◆ **Written exercise**:
Pick out every line in the items below that contains the word "swallowtail", and copy each of those lines in full.

*** The data

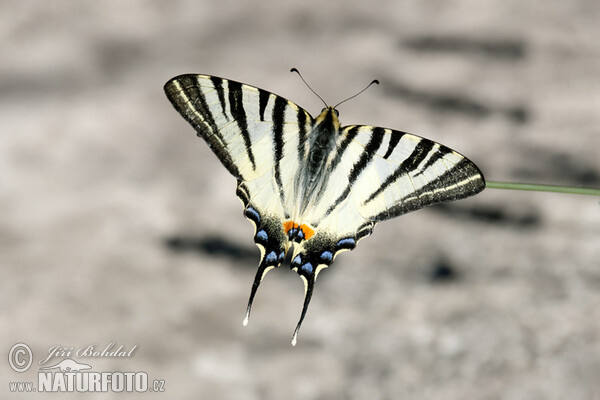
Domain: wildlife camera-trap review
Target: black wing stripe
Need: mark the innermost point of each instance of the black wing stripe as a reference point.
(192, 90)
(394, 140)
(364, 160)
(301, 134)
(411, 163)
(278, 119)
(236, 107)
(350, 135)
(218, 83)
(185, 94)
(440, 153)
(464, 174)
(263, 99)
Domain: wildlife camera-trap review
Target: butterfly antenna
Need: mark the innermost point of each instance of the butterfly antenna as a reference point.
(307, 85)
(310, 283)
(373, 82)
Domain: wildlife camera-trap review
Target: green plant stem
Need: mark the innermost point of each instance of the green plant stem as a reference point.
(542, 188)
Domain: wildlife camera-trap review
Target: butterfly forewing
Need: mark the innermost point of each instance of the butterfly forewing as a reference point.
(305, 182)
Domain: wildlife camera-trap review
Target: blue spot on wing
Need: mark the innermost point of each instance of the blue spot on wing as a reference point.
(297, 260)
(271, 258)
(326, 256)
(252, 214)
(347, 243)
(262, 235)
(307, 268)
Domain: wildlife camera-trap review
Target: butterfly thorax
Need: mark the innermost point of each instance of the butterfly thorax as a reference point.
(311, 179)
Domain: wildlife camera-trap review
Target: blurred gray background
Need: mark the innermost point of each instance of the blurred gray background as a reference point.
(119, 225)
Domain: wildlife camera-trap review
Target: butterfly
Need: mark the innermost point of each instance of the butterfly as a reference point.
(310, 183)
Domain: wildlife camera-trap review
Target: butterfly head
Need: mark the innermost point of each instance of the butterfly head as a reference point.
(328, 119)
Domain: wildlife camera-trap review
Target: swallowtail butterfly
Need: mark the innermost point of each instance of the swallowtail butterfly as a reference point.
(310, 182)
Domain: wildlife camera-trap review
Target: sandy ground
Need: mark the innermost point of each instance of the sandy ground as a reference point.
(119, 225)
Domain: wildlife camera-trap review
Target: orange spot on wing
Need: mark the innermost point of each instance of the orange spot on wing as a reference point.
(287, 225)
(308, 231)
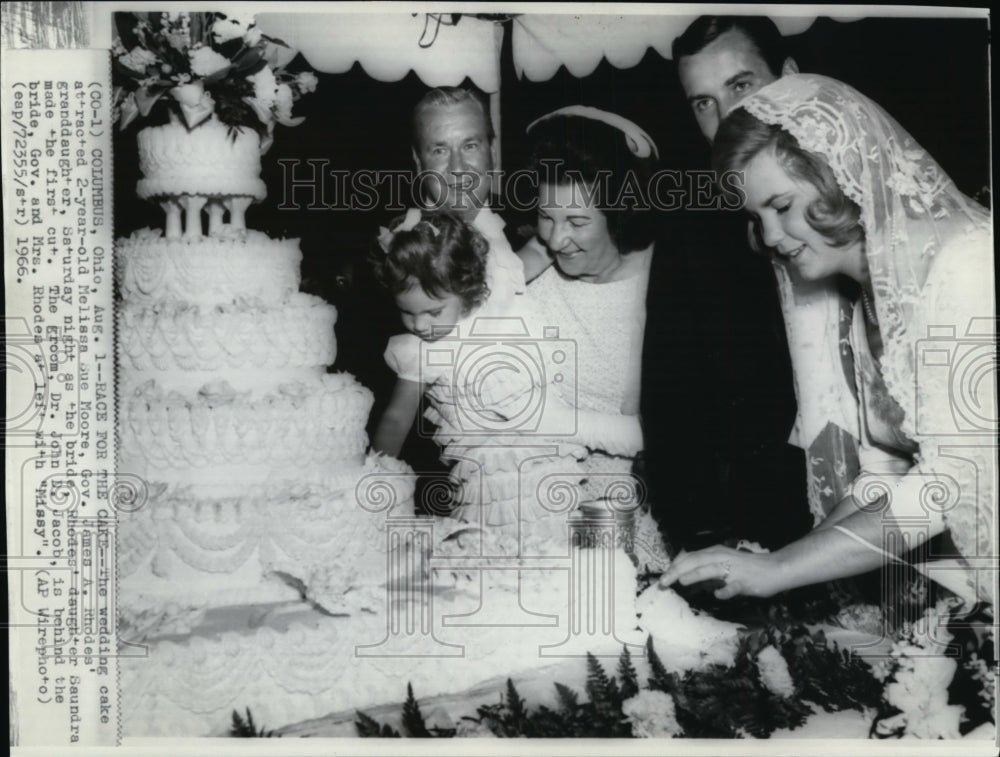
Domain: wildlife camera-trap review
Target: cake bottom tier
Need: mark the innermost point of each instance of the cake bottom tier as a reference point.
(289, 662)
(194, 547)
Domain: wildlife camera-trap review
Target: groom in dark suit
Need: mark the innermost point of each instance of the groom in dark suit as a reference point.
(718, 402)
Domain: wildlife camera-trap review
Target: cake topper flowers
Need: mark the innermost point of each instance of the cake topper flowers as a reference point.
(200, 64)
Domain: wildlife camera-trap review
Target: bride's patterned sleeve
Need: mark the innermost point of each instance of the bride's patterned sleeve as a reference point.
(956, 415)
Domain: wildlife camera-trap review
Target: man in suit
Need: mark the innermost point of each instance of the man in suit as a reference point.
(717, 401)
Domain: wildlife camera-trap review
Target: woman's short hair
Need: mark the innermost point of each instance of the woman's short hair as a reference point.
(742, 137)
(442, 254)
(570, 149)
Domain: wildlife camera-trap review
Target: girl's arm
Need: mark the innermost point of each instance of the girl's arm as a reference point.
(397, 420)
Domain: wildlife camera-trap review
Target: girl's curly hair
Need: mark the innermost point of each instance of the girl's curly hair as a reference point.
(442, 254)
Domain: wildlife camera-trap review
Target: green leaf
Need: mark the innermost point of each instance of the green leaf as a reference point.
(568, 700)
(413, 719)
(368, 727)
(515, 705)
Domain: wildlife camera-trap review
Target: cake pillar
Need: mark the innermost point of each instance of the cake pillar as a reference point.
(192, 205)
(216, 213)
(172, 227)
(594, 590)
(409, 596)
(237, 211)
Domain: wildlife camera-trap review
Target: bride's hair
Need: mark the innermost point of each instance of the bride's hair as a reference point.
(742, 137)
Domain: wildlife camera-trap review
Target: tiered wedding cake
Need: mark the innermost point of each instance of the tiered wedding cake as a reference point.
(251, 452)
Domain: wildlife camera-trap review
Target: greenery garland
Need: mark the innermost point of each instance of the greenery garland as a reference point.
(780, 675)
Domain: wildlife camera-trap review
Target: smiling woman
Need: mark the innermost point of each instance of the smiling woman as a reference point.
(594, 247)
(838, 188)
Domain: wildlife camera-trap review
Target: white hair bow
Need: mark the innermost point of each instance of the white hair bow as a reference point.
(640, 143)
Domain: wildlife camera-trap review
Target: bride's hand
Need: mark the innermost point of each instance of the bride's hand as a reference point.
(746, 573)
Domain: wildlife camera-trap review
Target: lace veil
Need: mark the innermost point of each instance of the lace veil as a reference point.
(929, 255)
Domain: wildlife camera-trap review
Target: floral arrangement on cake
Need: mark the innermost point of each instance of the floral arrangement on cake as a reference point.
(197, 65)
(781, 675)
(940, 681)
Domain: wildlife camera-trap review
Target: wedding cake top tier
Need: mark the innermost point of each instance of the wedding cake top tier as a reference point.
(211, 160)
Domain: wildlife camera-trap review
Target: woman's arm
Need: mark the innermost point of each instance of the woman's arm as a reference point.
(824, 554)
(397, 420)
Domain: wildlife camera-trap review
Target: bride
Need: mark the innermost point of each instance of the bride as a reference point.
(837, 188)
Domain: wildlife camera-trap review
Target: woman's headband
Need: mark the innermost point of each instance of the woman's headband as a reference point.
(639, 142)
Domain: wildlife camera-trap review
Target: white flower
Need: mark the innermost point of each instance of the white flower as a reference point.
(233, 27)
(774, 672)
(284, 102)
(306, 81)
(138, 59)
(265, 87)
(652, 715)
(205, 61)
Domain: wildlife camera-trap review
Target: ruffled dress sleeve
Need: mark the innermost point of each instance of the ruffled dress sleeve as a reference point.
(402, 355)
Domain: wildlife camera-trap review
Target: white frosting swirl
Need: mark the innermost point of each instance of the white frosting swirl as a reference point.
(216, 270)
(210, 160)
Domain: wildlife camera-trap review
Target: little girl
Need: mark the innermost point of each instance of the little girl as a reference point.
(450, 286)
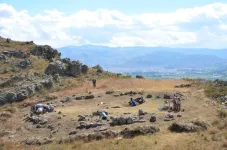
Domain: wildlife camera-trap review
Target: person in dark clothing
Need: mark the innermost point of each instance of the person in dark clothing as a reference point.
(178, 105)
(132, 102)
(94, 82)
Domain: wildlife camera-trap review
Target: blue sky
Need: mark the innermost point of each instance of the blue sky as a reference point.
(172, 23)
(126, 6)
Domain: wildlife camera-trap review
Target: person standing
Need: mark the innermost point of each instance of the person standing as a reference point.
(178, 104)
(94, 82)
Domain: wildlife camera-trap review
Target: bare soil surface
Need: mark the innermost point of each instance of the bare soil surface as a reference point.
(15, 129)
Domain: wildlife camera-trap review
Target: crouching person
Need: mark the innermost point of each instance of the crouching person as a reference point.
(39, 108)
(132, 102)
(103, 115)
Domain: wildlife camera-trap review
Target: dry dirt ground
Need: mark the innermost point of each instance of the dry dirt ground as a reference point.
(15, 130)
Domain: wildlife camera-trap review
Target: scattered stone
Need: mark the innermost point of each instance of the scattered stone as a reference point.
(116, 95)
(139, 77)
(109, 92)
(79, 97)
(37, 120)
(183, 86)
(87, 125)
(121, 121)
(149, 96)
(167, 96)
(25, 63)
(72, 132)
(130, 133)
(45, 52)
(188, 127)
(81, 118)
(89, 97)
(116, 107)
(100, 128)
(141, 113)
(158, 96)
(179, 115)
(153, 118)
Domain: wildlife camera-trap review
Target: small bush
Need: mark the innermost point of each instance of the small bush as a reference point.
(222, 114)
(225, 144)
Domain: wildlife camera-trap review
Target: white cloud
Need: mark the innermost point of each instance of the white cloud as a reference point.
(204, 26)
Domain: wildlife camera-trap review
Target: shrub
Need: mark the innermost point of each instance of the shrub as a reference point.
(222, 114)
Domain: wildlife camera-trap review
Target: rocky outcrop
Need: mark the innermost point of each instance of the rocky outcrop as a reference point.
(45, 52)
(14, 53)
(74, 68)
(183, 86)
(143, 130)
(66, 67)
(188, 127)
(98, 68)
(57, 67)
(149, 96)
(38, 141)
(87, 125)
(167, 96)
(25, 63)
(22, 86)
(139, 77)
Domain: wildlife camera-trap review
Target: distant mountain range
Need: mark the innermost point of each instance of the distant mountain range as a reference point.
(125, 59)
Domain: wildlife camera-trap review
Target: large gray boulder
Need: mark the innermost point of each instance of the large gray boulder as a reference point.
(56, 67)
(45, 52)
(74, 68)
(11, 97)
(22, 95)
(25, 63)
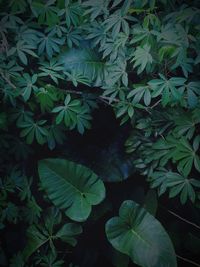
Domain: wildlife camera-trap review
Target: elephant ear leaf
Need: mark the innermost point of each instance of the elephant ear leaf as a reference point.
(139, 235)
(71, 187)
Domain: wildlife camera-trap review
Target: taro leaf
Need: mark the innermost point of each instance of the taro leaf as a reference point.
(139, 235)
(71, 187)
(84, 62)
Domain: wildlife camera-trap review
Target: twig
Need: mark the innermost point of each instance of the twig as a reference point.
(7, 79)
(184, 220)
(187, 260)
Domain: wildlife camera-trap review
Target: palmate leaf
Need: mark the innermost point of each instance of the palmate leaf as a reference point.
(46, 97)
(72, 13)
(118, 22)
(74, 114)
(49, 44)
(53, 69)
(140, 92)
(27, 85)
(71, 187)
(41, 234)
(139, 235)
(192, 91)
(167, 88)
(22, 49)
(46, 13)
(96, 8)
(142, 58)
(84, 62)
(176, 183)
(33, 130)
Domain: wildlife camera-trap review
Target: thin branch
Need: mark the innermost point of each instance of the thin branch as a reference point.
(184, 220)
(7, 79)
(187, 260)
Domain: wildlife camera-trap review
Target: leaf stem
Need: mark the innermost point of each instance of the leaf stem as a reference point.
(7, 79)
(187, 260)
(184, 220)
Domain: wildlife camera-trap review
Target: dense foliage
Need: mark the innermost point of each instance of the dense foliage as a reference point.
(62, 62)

******
*** The data

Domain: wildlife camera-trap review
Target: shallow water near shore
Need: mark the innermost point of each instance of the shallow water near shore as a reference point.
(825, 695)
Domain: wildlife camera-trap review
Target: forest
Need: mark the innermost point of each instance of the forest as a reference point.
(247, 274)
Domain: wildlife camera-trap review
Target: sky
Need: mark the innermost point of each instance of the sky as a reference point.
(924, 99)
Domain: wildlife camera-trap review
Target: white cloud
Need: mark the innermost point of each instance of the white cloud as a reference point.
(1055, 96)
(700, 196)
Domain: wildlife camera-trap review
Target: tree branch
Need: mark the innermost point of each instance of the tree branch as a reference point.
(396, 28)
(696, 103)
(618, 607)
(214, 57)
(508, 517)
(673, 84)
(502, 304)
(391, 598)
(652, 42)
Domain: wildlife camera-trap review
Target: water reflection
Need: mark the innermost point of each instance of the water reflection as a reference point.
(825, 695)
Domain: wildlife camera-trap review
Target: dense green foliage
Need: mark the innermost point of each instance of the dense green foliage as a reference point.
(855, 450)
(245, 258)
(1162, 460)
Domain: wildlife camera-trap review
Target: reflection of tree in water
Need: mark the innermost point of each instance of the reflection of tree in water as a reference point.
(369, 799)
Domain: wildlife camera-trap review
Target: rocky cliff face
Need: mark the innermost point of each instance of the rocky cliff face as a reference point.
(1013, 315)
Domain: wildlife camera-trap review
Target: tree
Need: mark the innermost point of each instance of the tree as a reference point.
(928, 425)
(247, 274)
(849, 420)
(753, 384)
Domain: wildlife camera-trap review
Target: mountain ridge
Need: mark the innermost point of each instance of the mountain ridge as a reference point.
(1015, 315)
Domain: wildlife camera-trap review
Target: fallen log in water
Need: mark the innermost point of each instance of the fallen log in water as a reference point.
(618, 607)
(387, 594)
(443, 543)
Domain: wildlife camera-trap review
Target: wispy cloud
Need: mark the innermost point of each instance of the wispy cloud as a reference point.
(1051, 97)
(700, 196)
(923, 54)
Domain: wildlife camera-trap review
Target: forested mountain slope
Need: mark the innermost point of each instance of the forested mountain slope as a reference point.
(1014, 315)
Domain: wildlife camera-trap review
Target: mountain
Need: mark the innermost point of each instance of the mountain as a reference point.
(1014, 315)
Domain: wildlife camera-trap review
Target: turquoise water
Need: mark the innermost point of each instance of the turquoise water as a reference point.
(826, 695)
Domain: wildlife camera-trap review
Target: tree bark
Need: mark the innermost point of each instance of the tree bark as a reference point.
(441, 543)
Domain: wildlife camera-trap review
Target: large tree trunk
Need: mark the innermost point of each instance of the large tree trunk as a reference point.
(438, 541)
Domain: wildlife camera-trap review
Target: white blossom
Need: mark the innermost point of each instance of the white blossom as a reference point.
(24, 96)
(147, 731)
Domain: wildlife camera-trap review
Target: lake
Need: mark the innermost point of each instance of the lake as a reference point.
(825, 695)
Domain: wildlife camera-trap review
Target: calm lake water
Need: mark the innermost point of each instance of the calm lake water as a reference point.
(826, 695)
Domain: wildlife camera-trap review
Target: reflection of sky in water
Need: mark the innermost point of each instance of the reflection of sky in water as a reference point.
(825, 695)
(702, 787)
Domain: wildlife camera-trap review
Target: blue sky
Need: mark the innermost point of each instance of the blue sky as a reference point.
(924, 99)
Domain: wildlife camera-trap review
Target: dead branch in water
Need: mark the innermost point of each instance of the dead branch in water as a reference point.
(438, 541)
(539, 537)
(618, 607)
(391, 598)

******
*** The data

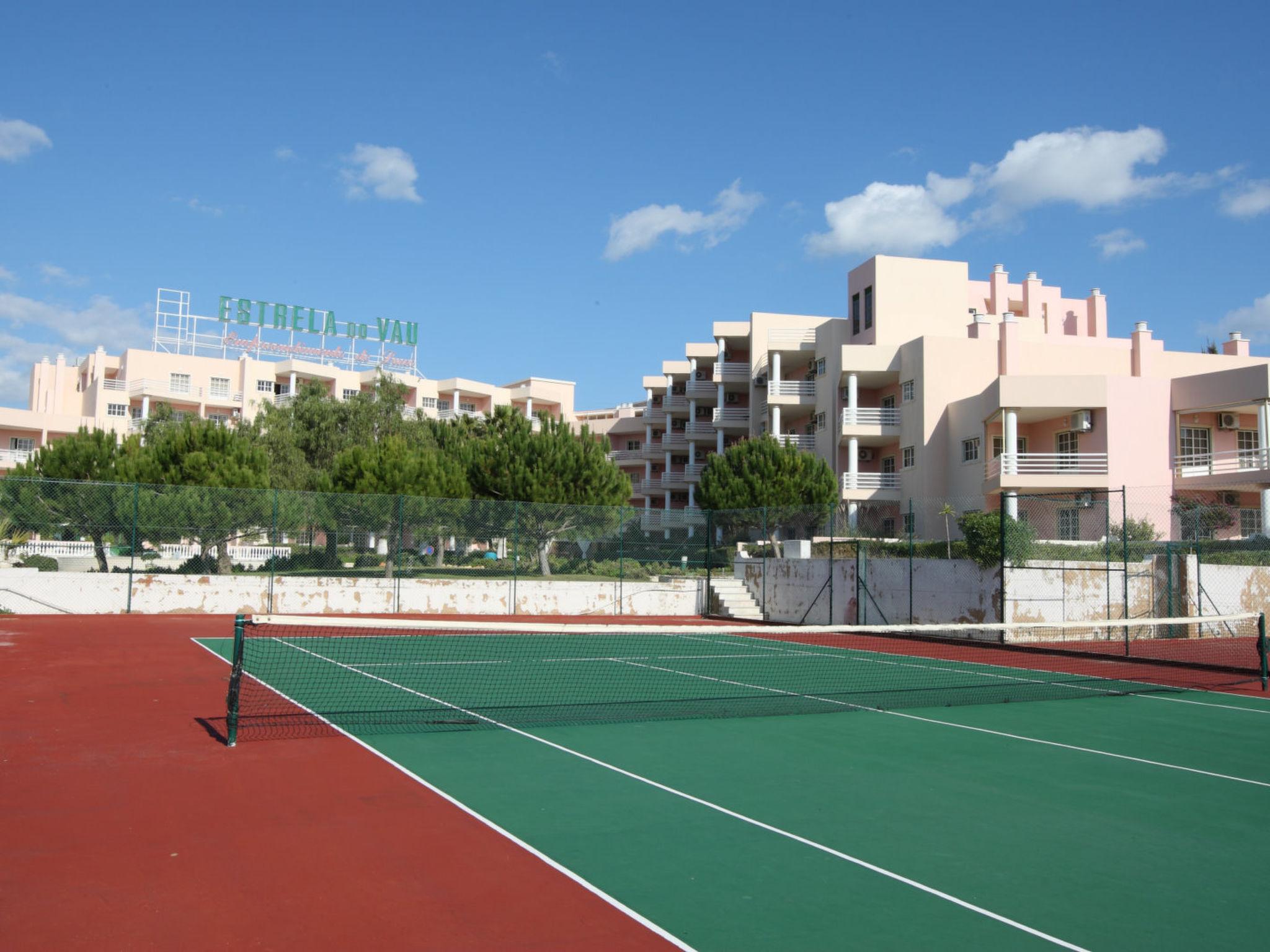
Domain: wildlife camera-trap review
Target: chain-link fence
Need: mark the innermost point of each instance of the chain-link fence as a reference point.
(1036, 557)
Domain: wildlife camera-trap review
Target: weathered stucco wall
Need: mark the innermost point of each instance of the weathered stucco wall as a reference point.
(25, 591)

******

◆ **The reply**:
Target: swallowtail butterfly
Need: mark the innermost point of each instance of the swallowtail butterfly as a reference point.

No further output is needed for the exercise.